### ENUNCIADO 1:
Reproduza sem alterações o trecho da listagem que vai da linha que contém "Spot the horse's" até o final da listagem, incluindo ambas as extremidades.

### TRECHO DO DOCUMENTO:
● ● ●
O Concilio de Jerusalém foi realizado uns cinco anos antes que Paulo escreveu 1 Coríntios. No Concilio Paulo argumentou que os gentios convertidos, que aceitavam a Cristo, não preci¬savam ser circuncidados e identificar-se culturalmente com os judeus. Ele defendeu a posição de que os gentios podem continuar sendo gentios, quando se tornam cristãos.
Havia um grupo de judaizantes lutando contra ele, que diziam que só pode ser salvo quem é circuncidado conforme o ritual judaico. Eles também queriam que os convertidos gentios observassem outras leis judaicas, como não comer carne de porco e guardar todas as leis do sábado. Carne sacrificada aos ídolos era outro assunto importante para eles.
Em At 15.1-29 temos um relato do concilio. Depois de um longo debate foi decidido que os crentes gentios não precisavam ser cincuncidados. Eles podiam continuar gentios, e os judeus não deveriam "perturbar aqueles que, dentre os gentios, se convertem a Deus" (At 15.19). O Concilio, no entanto, acrescentou algumas cláusulas éticas que incluíam "abster-se das coisas sacrificadas a ídolos" (At 15.29).
Muitos estudiosos da Bíblia têm-se perguntado: Já que surgiu o problema com a carne sacrificada a ídolos em Corinto, por que Paulo não encerrou a discussão simplesmente citando o Concilio de Jerusalém, em vez de escrever três capítulos inteiros sobre o assunto?
A evidência indica que Paulo pode ter estado contente por vencer a discussão sobre a circuncisão cinco anos antes, em Jerusalém, mas não com as outras cláusulas que foram acrescen¬tadas. Parece que ele achava que a afirmação "Abstenham-se das coisas sacrificadas a ídolos" era uma tentativa muito superficial de resolver um assunto ético tão complexo. Para os judeus em Jerusalém pode ter sido o suficiente, mas não era adequado para os cristãos gentios em Corinto e em outros lugares.
● ● ●
### Contornos de áreas rotuladas:
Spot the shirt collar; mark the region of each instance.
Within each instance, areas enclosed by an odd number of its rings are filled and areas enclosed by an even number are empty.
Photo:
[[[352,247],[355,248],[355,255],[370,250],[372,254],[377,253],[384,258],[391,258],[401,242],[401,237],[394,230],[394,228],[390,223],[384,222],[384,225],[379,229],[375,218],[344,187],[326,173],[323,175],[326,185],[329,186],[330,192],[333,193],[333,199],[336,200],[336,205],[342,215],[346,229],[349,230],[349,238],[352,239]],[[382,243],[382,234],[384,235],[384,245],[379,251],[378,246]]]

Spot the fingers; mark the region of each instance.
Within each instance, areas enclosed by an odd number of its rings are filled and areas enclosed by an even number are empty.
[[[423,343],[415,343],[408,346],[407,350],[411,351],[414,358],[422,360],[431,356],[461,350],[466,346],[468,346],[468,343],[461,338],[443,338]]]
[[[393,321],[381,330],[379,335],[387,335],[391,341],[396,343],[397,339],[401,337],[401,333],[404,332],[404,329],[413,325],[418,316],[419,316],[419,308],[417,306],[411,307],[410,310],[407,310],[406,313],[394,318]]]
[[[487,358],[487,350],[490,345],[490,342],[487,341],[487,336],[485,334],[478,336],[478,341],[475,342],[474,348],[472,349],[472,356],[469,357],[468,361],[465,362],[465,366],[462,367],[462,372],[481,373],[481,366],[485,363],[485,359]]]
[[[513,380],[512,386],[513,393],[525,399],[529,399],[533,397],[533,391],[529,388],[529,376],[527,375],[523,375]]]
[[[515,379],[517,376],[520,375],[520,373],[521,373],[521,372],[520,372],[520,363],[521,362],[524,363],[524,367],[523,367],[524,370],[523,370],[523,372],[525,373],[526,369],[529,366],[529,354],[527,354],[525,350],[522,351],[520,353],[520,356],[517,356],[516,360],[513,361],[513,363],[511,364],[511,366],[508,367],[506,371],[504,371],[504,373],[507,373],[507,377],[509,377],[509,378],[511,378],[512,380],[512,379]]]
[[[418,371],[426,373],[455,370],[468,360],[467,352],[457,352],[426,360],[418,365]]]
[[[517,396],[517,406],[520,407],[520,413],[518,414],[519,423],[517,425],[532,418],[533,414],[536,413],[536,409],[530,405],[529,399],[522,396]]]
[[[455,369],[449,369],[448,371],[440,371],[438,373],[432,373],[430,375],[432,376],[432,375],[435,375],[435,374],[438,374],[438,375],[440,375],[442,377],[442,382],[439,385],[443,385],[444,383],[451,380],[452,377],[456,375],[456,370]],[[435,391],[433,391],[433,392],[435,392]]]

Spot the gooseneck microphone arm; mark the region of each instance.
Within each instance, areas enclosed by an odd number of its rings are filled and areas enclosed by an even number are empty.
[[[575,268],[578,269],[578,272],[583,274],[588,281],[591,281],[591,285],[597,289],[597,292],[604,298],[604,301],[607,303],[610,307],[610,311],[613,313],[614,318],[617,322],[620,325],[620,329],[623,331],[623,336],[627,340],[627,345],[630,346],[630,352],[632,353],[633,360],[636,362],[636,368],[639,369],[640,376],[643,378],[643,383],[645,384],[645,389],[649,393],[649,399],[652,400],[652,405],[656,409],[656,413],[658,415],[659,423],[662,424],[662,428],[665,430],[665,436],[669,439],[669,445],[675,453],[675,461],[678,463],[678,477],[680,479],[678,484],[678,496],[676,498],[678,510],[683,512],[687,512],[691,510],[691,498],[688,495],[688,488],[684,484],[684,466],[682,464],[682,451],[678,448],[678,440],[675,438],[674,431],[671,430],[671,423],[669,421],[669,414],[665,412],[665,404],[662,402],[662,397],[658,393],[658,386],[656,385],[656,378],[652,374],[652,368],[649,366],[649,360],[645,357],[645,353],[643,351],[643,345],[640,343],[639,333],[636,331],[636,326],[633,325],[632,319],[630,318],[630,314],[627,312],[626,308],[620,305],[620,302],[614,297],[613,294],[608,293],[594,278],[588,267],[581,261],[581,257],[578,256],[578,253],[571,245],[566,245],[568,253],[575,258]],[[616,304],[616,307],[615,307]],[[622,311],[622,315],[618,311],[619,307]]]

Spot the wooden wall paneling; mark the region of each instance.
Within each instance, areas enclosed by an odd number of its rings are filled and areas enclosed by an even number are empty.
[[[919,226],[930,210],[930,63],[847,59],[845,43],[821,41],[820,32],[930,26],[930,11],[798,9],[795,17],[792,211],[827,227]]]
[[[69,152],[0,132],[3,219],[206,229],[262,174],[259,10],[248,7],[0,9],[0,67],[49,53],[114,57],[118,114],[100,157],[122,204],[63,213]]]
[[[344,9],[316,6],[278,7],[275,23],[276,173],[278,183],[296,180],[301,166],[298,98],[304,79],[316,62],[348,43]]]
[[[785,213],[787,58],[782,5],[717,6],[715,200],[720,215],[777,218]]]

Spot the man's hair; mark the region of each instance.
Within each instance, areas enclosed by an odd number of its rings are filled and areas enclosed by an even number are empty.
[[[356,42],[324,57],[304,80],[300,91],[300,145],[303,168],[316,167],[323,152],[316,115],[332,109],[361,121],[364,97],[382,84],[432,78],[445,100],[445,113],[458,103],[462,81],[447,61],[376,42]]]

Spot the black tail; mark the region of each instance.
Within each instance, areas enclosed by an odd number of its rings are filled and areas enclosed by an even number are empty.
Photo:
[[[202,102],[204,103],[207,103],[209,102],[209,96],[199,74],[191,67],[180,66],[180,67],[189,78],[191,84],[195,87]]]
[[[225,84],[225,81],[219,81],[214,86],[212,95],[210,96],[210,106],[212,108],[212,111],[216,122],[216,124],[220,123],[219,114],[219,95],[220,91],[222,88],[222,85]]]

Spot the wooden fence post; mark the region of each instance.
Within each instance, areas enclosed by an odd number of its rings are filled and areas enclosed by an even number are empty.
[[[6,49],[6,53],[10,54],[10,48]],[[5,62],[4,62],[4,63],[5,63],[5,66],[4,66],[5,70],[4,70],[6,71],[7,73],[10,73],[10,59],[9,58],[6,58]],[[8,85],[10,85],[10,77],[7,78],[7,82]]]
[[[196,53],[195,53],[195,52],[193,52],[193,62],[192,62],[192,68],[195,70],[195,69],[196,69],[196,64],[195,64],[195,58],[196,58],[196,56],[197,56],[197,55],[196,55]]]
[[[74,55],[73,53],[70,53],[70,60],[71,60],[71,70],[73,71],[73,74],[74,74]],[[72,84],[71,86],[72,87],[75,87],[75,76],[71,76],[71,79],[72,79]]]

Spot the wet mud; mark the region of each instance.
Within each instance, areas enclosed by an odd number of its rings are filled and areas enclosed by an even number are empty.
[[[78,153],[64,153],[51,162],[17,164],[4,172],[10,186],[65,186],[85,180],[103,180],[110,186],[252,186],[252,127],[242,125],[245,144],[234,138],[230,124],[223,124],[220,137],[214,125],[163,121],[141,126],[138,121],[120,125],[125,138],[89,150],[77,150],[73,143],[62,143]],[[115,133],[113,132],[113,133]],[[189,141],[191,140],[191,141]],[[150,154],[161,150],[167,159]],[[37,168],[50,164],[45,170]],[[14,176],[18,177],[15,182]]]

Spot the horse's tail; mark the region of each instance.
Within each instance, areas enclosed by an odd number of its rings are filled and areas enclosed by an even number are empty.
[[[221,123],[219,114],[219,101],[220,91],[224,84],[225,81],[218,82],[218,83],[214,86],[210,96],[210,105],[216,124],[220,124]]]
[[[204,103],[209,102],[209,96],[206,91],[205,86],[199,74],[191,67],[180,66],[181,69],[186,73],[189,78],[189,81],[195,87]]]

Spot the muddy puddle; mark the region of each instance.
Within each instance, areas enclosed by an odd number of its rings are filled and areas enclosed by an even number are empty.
● ● ●
### ENUNCIADO 2:
De acordo com o trecho do documento, quanto tempo antes de Paulo escrever 1 Coríntios foi realizado o Concílio de Jerusalém?

### RESPOSTA FINAL 1:
Spot the horse's tail; mark the region of each instance.
Within each instance, areas enclosed by an odd number of its rings are filled and areas enclosed by an even number are empty.
[[[221,123],[219,114],[219,101],[220,91],[224,84],[225,81],[218,82],[218,83],[214,86],[210,96],[210,105],[216,124],[220,124]]]
[[[204,103],[209,102],[209,96],[206,91],[205,86],[199,74],[191,67],[180,66],[181,69],[186,73],[189,78],[189,81],[195,87]]]

Spot the muddy puddle; mark the region of each instance.
Within each instance, areas enclosed by an odd number of its rings are filled and areas enclosed by an even number are empty.

### RESPOSTA FINAL 2:
Uns cinco anos antes.